─── Page text ───

High cEPC counts tied to worse anxiety, depression in MDD patients

28 Sep 2021
High cEPC counts tied to worse anxiety, depression in MDD patients

Elevated counts of circulating endothelial progenitor cells (cEPCs) are correlated to worse anxiety, more severe depressive symptoms, poorer cognitive performance, greater social disability, and impaired overall mental health in patients with major depressive disorder (MDD), a recent study has found.

Fifty MDD patients (median age 26 years, 33 women) and 46 healthy controls (median age 28 years, 29 women) participated in the study. A clinical battery including the Hamilton Depression Rating Scale (HAMD), Hamilton Anxiety Rating Scale (HAMA), Perceived Deficits Questionnaire-Depression (PDQ-D), and Short Form Health Survey (SF-12), among others, was used to assess patients. Immature and mature cEPC counts were measured using flow cytometry.

Linear regression analysis found significant associations between cEPC counts and depression and other clinical parameters assessed. For instance, univariate analysis found that immature cEPC count was correlated with HAMD (p=0.012), HAMA (p=0.015), the mental component of SF-12 (p=0.006), PDQ-D (p=0.015), and systolic blood pressure (SBP; p=0.001). Similar patterns of association were found for mature cEPCs.

─── Data supplied ───

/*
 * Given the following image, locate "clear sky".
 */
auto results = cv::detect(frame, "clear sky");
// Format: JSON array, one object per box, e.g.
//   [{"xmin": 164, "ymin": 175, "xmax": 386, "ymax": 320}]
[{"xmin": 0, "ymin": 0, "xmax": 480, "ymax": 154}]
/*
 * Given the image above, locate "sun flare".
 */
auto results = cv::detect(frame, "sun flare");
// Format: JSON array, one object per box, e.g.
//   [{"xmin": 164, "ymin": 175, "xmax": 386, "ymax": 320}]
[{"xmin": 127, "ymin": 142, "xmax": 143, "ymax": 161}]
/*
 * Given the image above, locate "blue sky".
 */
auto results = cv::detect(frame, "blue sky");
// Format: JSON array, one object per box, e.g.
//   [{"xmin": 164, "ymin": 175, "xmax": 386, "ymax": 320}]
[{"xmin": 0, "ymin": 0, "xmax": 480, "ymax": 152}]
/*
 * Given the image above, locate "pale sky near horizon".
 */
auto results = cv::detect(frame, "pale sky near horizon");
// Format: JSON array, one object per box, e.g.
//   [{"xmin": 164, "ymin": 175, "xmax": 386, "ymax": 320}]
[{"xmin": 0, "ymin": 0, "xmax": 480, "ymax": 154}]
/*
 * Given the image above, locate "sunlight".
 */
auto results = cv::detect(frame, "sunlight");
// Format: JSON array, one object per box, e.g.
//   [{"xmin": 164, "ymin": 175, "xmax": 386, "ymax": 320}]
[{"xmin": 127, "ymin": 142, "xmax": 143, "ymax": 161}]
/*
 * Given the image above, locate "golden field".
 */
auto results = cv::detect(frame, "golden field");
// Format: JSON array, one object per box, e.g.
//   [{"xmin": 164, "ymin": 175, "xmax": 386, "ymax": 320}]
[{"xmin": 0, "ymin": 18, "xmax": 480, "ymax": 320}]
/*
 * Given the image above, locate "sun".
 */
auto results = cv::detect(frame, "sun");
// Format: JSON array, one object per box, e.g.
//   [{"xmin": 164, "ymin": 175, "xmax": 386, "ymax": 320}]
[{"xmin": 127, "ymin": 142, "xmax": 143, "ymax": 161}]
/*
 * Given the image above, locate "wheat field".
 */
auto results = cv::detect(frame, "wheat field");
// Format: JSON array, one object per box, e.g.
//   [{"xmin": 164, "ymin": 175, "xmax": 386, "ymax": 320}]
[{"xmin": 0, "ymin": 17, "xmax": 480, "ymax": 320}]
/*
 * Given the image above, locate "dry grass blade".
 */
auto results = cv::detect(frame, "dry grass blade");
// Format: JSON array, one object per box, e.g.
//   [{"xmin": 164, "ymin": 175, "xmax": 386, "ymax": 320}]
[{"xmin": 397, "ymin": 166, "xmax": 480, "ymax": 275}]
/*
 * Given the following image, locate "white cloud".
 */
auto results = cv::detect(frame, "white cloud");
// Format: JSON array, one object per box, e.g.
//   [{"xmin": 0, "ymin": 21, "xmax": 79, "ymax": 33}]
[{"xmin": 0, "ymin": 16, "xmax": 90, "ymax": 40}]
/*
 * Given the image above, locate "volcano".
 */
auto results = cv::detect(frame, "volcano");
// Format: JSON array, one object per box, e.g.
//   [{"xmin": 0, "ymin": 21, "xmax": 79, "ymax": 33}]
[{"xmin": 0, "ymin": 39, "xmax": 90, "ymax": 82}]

───

**Task requirements**
1. In the article on cEPC counts in depression, how many healthy controls took part in the study?
2. Rewrite the cEPC study article, everything from "Fifty MDD patients" down to "using flow cytometry.", using "healthy volunteers" in place of "healthy controls".
3. Extend the article on cEPC counts in depression past its last sentence.

**Replies**
1. 46 healthy controls took part.

2.
Fifty MDD patients (median age 26 years, 33 women) and 46 healthy volunteers (median age 28 years, 29 women) participated in the study. A clinical battery including the Hamilton Depression Rating Scale (HAMD), Hamilton Anxiety Rating Scale (HAMA), Perceived Deficits Questionnaire-Depression (PDQ-D), and Short Form Health Survey (SF-12), among others, was used to assess patients. Immature and mature cEPC counts were measured using flow cytometry.

3.
Upon multivariate analysis, however, most of these interactions were attenuated, leaving only SBP (immature cEPC: β, 0.55, 95 percent confidence interval [CI], 0.24–0.86; p=0.001; mature cEPC: β, 0.77, 95 percent CI, 0.37–1.17; p<0.001) and HAMA (immature: β, 1.35, 95 percent CI, 0.39–2.31; p=0.007; mature: β, 1.35, 95 percent CI, 0.12–2.57; p=0.033).

Notably, even when SBP was entered as a covariate in multivariate stepwise linear regression, HAMA remained significantly correlated with both immature and mature cEPC counts.

“Our study is, to the best of our knowledge, the most comprehensive one investigating the relationship between MDD and cEPC counts from different clinical perspectives because we assessed not only subjective and objective mood severity but also cognitive dysfunction and functional disability for association with cEPCs. Subsequent study should be conducted to confirm these observed associations,” the researchers said.